(Items from a dataset)
########

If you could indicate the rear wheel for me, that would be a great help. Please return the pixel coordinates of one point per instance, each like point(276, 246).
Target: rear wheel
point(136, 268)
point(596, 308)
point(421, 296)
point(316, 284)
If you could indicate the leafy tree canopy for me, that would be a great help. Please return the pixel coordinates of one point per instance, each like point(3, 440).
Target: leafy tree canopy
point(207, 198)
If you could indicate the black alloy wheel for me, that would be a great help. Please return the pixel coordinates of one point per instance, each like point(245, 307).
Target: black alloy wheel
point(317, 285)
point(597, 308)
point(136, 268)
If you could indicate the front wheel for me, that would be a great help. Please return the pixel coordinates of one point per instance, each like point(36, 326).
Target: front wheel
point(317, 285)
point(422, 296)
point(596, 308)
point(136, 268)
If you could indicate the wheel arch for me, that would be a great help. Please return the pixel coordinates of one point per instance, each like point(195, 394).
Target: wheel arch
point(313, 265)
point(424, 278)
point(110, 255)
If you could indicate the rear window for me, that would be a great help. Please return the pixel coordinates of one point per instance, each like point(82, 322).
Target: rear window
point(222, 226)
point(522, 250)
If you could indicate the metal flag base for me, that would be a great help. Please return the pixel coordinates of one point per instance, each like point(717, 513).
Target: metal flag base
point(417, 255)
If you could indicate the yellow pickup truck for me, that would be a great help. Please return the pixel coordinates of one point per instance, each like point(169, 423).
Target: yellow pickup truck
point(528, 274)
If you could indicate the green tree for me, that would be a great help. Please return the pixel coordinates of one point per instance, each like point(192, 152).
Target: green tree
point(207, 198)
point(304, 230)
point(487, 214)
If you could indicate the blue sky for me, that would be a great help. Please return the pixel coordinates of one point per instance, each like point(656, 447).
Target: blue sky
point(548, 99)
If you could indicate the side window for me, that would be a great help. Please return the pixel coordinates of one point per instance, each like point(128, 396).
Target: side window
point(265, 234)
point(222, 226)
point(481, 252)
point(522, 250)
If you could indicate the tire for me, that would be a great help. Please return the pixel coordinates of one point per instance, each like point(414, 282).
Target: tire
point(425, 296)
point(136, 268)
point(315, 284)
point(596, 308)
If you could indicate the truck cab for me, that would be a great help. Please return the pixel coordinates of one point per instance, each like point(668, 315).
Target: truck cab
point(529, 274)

########

Rewrite the material above as a two-column CSV with the columns input and output, giving each text and its answer a row of their own. Put every field in quotation marks and replace line breaks with spaces.

▶ [RESULT OF THIS TASK]:
input,output
"If you could indicate the rear wheel for me, that would be a great help. Please return the pixel coordinates of one point per instance, each like point(276, 246). Target: rear wheel","point(136, 268) point(596, 308) point(421, 296) point(316, 284)"
"If you could indicate the leafy tree canopy for me, that would be a great help. Please return the pixel coordinates of one point per instance, each like point(3, 440). Target: leafy tree canopy","point(207, 198)"
"If you could indicate the black alloy wheel for me, that would be a great help. Please return the pixel coordinates of one point per instance, each like point(245, 307). Target: black alloy wheel","point(317, 285) point(597, 308) point(136, 268)"
"If you could indicate the front wheel for me, that would be a great help. Please return the pixel coordinates of one point per instance, each like point(36, 326). Target: front wheel","point(317, 285) point(422, 296) point(596, 308) point(136, 268)"
"If you could indicate the wheel arch for me, that would be a great help. Please return the pixel coordinates of one point per instance, each like point(195, 394). Target: wheel arch","point(313, 265) point(424, 278) point(110, 255)"
"If you could indicate the rear window for me, that would be a great help. Please return the pixel coordinates of one point per instance, each like point(82, 322). Target: rear window","point(222, 226) point(522, 250)"
"If you could indicate the metal flag base for me, that would be a great help. Please return the pixel coordinates of one point per instance, each like point(717, 513). Target: metal flag base","point(417, 255)"
"If you could indicate the yellow pickup truck for me, that would be a great help. Please return the pixel coordinates of one point per instance, each like point(169, 423). Target: yellow pickup truck","point(528, 274)"
"If you could indicate the green tree for me, that would be a great help. Please return the pixel coordinates of one point per instance, each like point(192, 152). Target: green tree","point(207, 198) point(304, 230) point(487, 214)"
"If you could indicate the blue sky for me, that would be a great help. Please return the pixel coordinates of one point per instance, each like point(656, 447). Target: blue sky","point(548, 99)"
"If you could indicate the side window for me, that would be a great help. Please return the pixel coordinates of one point per instance, each like point(128, 396). Target: side window","point(265, 234) point(222, 226) point(481, 252) point(522, 250)"
"If you could indicate the tire for me, that would be a great help. Please return the pixel coordinates of one point per instance, each like point(414, 282). Target: tire","point(425, 296) point(136, 268) point(315, 284) point(596, 308)"
"If you could indicate the truck cab for me, that would be a great help. Please return the pixel coordinates of one point per instance, each like point(668, 315). Target: truck cab","point(529, 274)"